··· Data for this exercise ···

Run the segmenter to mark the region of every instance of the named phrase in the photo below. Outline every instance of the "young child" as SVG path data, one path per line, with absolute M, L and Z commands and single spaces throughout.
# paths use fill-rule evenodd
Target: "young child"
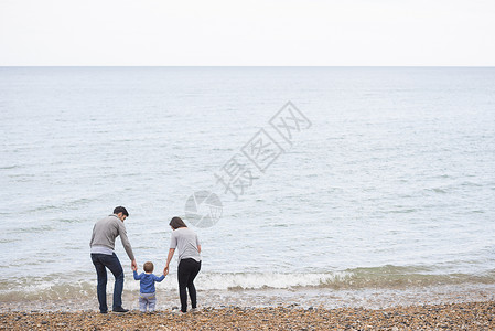
M 134 279 L 140 280 L 139 310 L 141 312 L 146 312 L 147 306 L 149 306 L 149 312 L 153 312 L 154 306 L 157 305 L 154 282 L 162 281 L 165 278 L 165 275 L 160 277 L 154 276 L 152 274 L 154 266 L 150 261 L 147 261 L 142 268 L 144 269 L 144 273 L 141 273 L 139 276 L 138 271 L 133 271 Z

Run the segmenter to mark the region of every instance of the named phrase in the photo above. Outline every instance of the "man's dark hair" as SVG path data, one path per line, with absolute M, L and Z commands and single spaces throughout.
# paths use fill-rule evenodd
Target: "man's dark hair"
M 118 213 L 122 213 L 126 217 L 129 217 L 129 213 L 121 205 L 119 205 L 118 207 L 115 207 L 115 210 L 114 210 L 114 214 L 117 215 Z
M 176 229 L 179 227 L 187 227 L 187 225 L 185 225 L 184 221 L 182 221 L 181 217 L 173 217 L 170 223 L 170 226 L 172 226 L 173 229 Z

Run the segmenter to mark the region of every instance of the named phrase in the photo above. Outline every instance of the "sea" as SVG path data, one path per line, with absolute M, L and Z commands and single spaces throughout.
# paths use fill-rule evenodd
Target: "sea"
M 118 205 L 140 271 L 196 232 L 200 307 L 495 298 L 494 67 L 0 67 L 0 151 L 2 310 L 97 310 Z

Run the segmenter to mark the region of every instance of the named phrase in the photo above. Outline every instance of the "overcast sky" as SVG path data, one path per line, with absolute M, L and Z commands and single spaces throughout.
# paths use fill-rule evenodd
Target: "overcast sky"
M 495 65 L 494 0 L 0 0 L 0 65 Z

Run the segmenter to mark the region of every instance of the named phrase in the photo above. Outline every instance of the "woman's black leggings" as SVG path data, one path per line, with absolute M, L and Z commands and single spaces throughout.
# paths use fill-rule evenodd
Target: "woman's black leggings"
M 194 258 L 184 258 L 179 263 L 177 278 L 179 278 L 179 295 L 181 296 L 181 310 L 182 312 L 187 311 L 187 293 L 191 297 L 191 306 L 196 308 L 196 288 L 194 287 L 194 278 L 196 278 L 197 273 L 201 269 L 201 261 Z

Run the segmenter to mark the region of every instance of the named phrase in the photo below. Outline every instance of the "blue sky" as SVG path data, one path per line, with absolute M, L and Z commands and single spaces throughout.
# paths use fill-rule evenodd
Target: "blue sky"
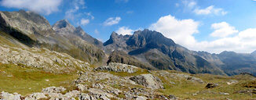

···

# Task instructions
Copy the entries word for word, from the start of the entries through the line containing "M 176 229 L", and leave out the pictures.

# Written response
Run the segmenter to mark the region of every instance of the named phrase in the photo below. Outline every instance of the "young child" as SVG path data, one path per line, with absolute M, L and Z commands and single spaces throughout.
# paths use fill-rule evenodd
Target: "young child"
M 134 279 L 140 280 L 139 310 L 141 312 L 146 312 L 147 306 L 149 306 L 149 312 L 153 312 L 154 306 L 157 305 L 154 282 L 162 281 L 165 278 L 165 275 L 160 277 L 154 276 L 152 274 L 154 266 L 150 261 L 147 261 L 142 268 L 144 269 L 144 273 L 141 273 L 139 276 L 138 271 L 133 271 Z

Run the segmenter to mark the region of every instance of the named phrase in the photo above. Outline every instance of the "man's dark hair" as SVG path data, one path per line, with absolute M, L and Z commands and single spaces throughout.
# paths use fill-rule evenodd
Target: "man's dark hair"
M 118 213 L 122 213 L 126 217 L 129 217 L 129 213 L 121 205 L 119 205 L 118 207 L 115 207 L 115 210 L 114 210 L 114 214 L 117 215 Z
M 176 229 L 179 227 L 187 227 L 187 225 L 185 225 L 184 221 L 182 221 L 181 217 L 173 217 L 170 223 L 170 226 L 172 226 L 173 229 Z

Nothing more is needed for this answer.